A medida que escribo este libro me doy cuenta de que el escenario universitario de nuestro país sigue castrando las inquietudes de todas aquellas personas a quienes les gustaría seguir la misma trayectoria del profesor Ramón Prats, y que no pueden hacerlo, ya que nuestras universidades todavía no ofrecen estudios de ciencias orientales. Ojalá que este libro sirva para romper una lanza en el panorama universitario español, y que se haga justicia con personas que, como él, están siendo solicitados mundialmente por su experiencia y su saber.
Mi amistad con la familia Prats se consolidó con las visitas que hice a su casa, sedienta de información. Descubriría con gran placer qué gran persona es Ramón y qué belleza interior la de su esposa Raffaella, que enseguida se convirtió en gran amiga mía. Raffaella, además de ser una hermosa italiana de pelo oscuro y ojos vivarachos, y licenciada en chino (de hecho, se conocieron como estudiantes de chino), es sin lugar a dudas una excelente cocinera que sabe preparar la pasta como nadie. De aquellos encuentros recuerdo las conversaciones sobre orientalismo en el sentido más profundo, más culto y más noble que haya mantenido jamás con nadie.
Durante nuestro segundo encuentro Ramón me dijo algo que me influyó a la hora de cambiar el destino de mi viaje. «¿Por qué no vas a Nepal?», dijo. «¿Nepal?», contesté sorprendida. «Hay mucho Tíbet fuera de Tíbet», respondió él.

## Enunciados de tareas
- a) Enumera todas las frases que aparecen entre comillas angulares («») en el texto sobre la familia Prats.
- b) Prosigue el texto sobre la familia Prats a partir de su última oración.
Los datos proceden de una fuente distinta a la del texto.

## Registros de datos
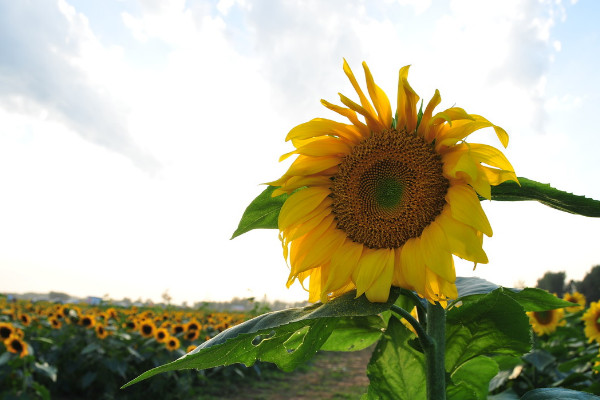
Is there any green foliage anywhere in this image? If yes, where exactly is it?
[537,271,566,297]
[492,177,600,217]
[366,317,426,400]
[123,289,400,387]
[231,186,288,239]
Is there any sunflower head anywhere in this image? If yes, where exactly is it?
[94,324,108,339]
[563,292,585,312]
[527,308,566,336]
[4,334,29,358]
[270,61,517,302]
[581,301,600,343]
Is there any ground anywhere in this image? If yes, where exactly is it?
[221,347,373,400]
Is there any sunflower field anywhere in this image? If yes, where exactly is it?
[0,296,248,399]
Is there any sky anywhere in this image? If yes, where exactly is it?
[0,0,600,303]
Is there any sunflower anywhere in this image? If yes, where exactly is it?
[79,314,96,328]
[48,317,62,329]
[563,292,585,312]
[165,336,181,351]
[527,308,566,336]
[0,322,15,341]
[140,319,156,338]
[183,329,200,342]
[154,328,171,343]
[269,60,517,302]
[94,324,108,339]
[581,301,600,343]
[19,314,31,326]
[4,334,29,357]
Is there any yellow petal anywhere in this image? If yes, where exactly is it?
[353,249,394,300]
[400,238,425,294]
[435,207,488,264]
[363,62,392,128]
[396,65,419,132]
[420,221,456,282]
[325,239,363,292]
[418,89,442,142]
[446,184,493,236]
[278,187,331,229]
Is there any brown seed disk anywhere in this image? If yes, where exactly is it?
[331,129,449,249]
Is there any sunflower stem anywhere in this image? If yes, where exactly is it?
[423,302,446,400]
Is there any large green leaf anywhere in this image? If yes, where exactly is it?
[321,315,385,351]
[492,177,600,217]
[446,356,498,400]
[521,388,600,400]
[366,317,426,400]
[446,288,531,374]
[231,186,288,239]
[231,177,600,239]
[123,288,400,387]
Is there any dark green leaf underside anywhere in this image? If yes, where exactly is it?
[123,288,401,387]
[231,177,600,239]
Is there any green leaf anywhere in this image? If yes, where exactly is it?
[366,317,426,400]
[321,315,385,351]
[231,186,288,239]
[446,288,531,373]
[123,288,400,388]
[521,388,600,400]
[446,356,498,400]
[488,177,600,217]
[522,350,556,372]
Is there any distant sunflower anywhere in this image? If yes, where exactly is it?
[527,308,566,336]
[183,329,200,342]
[269,61,517,302]
[185,344,198,353]
[48,317,62,329]
[171,324,185,335]
[139,319,156,338]
[4,335,29,358]
[185,319,202,331]
[581,301,600,343]
[563,292,585,312]
[79,314,96,328]
[94,324,108,339]
[165,336,181,351]
[19,313,31,326]
[0,322,15,341]
[154,328,171,343]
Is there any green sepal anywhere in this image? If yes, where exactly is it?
[363,316,426,400]
[231,186,289,239]
[123,288,400,388]
[488,177,600,217]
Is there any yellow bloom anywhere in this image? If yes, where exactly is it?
[270,61,517,302]
[0,322,15,341]
[165,336,181,351]
[527,308,566,336]
[563,292,585,312]
[154,328,171,343]
[4,334,29,357]
[94,324,108,339]
[581,301,600,343]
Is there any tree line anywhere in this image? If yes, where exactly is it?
[536,265,600,303]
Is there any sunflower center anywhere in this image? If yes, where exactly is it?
[535,311,552,325]
[331,129,449,249]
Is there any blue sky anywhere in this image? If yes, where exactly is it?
[0,0,600,302]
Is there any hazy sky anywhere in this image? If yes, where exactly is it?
[0,0,600,302]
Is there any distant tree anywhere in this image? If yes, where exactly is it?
[537,271,566,297]
[576,265,600,303]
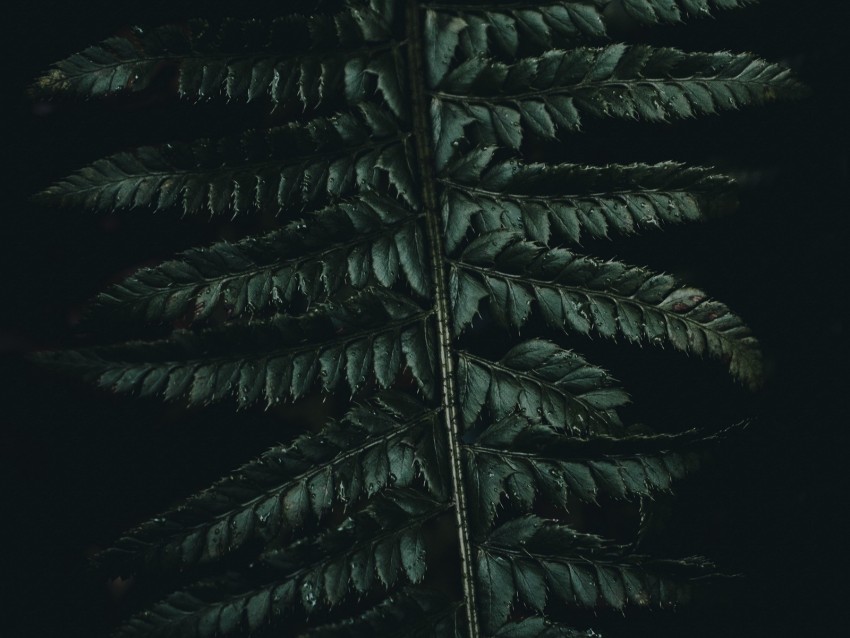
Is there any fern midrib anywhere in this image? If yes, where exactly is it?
[454,258,751,353]
[405,0,480,638]
[125,410,444,552]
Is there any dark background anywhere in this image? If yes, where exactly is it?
[0,0,850,637]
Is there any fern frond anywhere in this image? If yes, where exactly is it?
[41,291,435,407]
[40,103,418,215]
[457,339,629,436]
[441,147,736,251]
[98,394,449,576]
[309,587,462,638]
[92,193,428,323]
[476,515,709,631]
[452,231,761,387]
[33,3,405,115]
[464,415,726,529]
[117,490,447,638]
[34,0,801,638]
[432,44,802,151]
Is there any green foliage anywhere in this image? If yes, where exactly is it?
[33,0,801,638]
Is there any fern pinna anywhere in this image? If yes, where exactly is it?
[34,0,800,638]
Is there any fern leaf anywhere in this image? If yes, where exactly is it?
[98,394,448,576]
[88,194,428,323]
[609,0,758,24]
[37,291,434,407]
[464,415,725,529]
[35,0,801,638]
[441,147,736,251]
[117,490,446,638]
[476,515,708,631]
[458,339,628,436]
[33,4,404,110]
[493,618,599,638]
[452,231,761,387]
[432,44,802,149]
[36,104,417,215]
[310,587,462,638]
[436,2,606,60]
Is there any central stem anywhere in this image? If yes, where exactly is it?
[406,0,480,638]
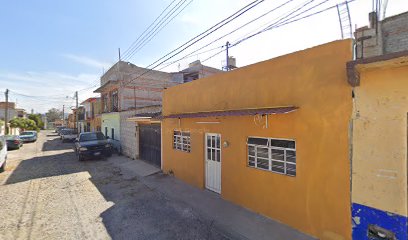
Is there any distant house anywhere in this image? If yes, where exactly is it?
[95,61,177,158]
[81,97,101,132]
[0,102,18,121]
[127,60,223,167]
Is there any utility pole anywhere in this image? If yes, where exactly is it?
[75,91,79,134]
[62,105,65,126]
[4,89,9,135]
[225,41,230,71]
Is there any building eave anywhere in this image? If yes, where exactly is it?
[346,50,408,87]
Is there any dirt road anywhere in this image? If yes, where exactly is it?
[0,131,225,239]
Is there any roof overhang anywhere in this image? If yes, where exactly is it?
[163,106,298,118]
[126,112,162,123]
[346,50,408,87]
[94,80,119,93]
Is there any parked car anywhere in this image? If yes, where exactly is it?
[54,126,65,133]
[75,132,112,161]
[6,135,23,150]
[0,136,7,172]
[20,131,37,142]
[60,129,78,142]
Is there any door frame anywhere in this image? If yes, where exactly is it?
[204,133,222,194]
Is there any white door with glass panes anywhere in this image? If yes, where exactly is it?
[205,133,221,193]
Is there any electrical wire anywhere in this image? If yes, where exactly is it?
[123,0,194,61]
[122,0,265,86]
[159,0,302,70]
[124,0,193,59]
[123,0,176,57]
[202,0,357,62]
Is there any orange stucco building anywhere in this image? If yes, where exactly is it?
[162,40,352,239]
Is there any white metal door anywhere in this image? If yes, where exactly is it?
[205,133,221,193]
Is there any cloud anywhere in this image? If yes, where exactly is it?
[62,54,112,69]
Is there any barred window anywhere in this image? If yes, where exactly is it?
[247,137,296,176]
[173,131,191,152]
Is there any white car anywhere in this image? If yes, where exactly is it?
[0,136,7,172]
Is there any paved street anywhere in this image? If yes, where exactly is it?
[0,131,230,239]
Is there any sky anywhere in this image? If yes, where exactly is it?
[0,0,408,113]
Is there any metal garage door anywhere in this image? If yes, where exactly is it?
[139,124,161,167]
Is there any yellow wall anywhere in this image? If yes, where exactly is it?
[162,40,352,239]
[352,64,408,216]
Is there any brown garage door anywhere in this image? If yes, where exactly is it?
[139,124,161,167]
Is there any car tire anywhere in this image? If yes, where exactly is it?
[0,160,7,172]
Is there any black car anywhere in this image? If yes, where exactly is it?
[6,135,23,150]
[75,132,112,161]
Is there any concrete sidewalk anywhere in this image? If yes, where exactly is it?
[110,156,315,240]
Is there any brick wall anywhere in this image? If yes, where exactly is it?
[354,12,408,58]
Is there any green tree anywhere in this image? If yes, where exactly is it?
[28,114,44,129]
[9,118,39,131]
[45,108,62,122]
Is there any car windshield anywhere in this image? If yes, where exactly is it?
[6,135,19,140]
[20,132,34,136]
[79,132,105,142]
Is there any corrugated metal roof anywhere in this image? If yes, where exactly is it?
[163,106,298,118]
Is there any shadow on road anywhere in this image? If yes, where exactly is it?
[5,139,225,239]
[41,137,74,152]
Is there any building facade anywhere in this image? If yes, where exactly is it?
[162,40,353,239]
[81,97,102,132]
[347,9,408,240]
[0,102,18,121]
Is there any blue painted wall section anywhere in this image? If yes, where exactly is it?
[352,203,408,240]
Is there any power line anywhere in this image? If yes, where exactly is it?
[124,0,265,84]
[123,0,176,57]
[123,0,194,58]
[202,0,357,62]
[124,0,193,59]
[159,0,302,70]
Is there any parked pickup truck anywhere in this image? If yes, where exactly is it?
[60,128,78,142]
[75,132,112,161]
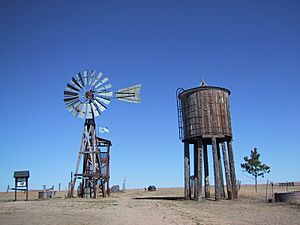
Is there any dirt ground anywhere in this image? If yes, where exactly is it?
[0,186,300,225]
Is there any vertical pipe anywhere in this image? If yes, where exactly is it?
[107,145,110,196]
[197,138,203,200]
[212,136,221,201]
[15,178,18,201]
[217,143,225,198]
[194,142,199,201]
[227,140,238,198]
[222,142,232,200]
[203,144,210,198]
[184,142,190,199]
[26,178,28,201]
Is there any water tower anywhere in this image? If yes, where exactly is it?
[176,81,238,200]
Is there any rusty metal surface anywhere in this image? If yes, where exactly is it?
[274,191,300,203]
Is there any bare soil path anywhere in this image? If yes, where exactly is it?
[0,189,300,225]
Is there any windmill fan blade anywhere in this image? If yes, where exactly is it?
[64,91,79,97]
[71,77,82,88]
[78,103,87,118]
[116,84,141,103]
[92,72,103,86]
[64,96,79,104]
[75,73,84,87]
[91,103,100,117]
[96,96,110,105]
[83,70,88,86]
[95,77,108,89]
[89,70,96,85]
[96,84,112,91]
[86,103,93,119]
[66,84,80,92]
[67,100,80,112]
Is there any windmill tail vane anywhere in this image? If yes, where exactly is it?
[64,70,141,119]
[64,70,141,198]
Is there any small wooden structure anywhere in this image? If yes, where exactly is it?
[14,171,30,201]
[177,82,238,200]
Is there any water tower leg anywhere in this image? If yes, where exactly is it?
[227,140,238,198]
[217,143,225,198]
[203,144,210,198]
[194,139,203,201]
[197,139,203,199]
[212,137,221,201]
[184,142,191,199]
[222,142,232,199]
[194,142,198,201]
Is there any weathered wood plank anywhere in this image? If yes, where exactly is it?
[227,140,238,199]
[212,137,221,201]
[203,144,210,198]
[221,142,232,199]
[184,142,190,199]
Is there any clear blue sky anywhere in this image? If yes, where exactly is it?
[0,0,300,191]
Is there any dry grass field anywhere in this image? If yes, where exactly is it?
[0,186,300,225]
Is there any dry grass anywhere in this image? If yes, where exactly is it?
[0,186,300,225]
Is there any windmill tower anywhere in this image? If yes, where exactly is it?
[64,70,141,198]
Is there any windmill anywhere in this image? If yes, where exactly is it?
[64,70,141,198]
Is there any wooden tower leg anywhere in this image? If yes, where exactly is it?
[212,137,221,201]
[222,142,232,200]
[203,144,210,198]
[197,139,203,200]
[26,178,28,201]
[15,178,18,201]
[227,140,238,199]
[184,142,191,199]
[217,143,225,198]
[194,142,198,201]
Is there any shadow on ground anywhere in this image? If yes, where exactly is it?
[133,196,184,201]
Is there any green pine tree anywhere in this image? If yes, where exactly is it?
[241,148,271,192]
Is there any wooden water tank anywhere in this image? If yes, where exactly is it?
[178,86,232,140]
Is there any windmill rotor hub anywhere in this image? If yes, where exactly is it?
[85,90,94,100]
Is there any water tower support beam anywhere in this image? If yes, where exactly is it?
[212,136,221,201]
[194,139,203,201]
[222,142,232,200]
[184,142,191,199]
[203,144,210,198]
[217,143,225,198]
[227,140,238,199]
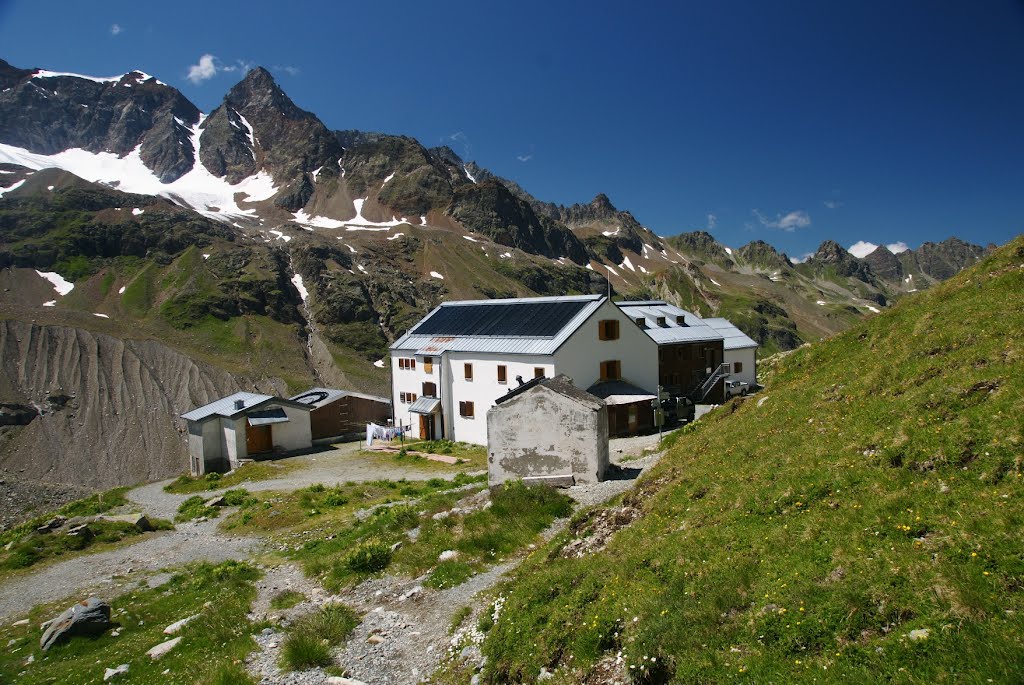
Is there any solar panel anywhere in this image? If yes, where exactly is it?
[413,300,591,338]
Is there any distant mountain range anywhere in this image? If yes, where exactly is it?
[0,60,986,483]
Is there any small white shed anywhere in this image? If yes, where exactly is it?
[181,392,312,476]
[487,374,608,485]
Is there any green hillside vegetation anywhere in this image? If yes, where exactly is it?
[482,233,1024,683]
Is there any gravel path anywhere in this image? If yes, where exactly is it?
[0,520,258,620]
[0,442,468,620]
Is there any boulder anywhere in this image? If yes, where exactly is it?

## Respuestas numeradas
- a)
«¿Por qué no vas a Nepal?»
«¿Nepal?»
«Hay mucho Tíbet fuera de Tíbet»

- b)
En primer lugar, en aquellos momentos, Tíbet estaba cerrado al turismo y, en el caso de que lo abrieran, lo único que iba a encontrar allí, según el tibetólogo, sería el grupo de tibetanos más débil: unos pocos ancianos y enfermos, aquellos que no habían podido escapar y que estaban sufriendo la marginación, el dolor, las injusticias y las torturas sangrientas que el pueblo chino ejercía sobre ellos. Me dijo que en Nepal los tibetanos podían expresar libremente sus costumbres, el budismo se practicaba sin miedo a las represalias de los chinos, el nombre del Dalai Lama no estaba prohibido y que era allí donde yo debía ir.
La idea de cambiar el destino de mi viaje no me gustó en absoluto. ¿Dónde estaba Nepal? ¿Cuál era exactamente el mensaje de Ramón? Después de meditar largamente el asunto decidí comprar un billete a Katmandú.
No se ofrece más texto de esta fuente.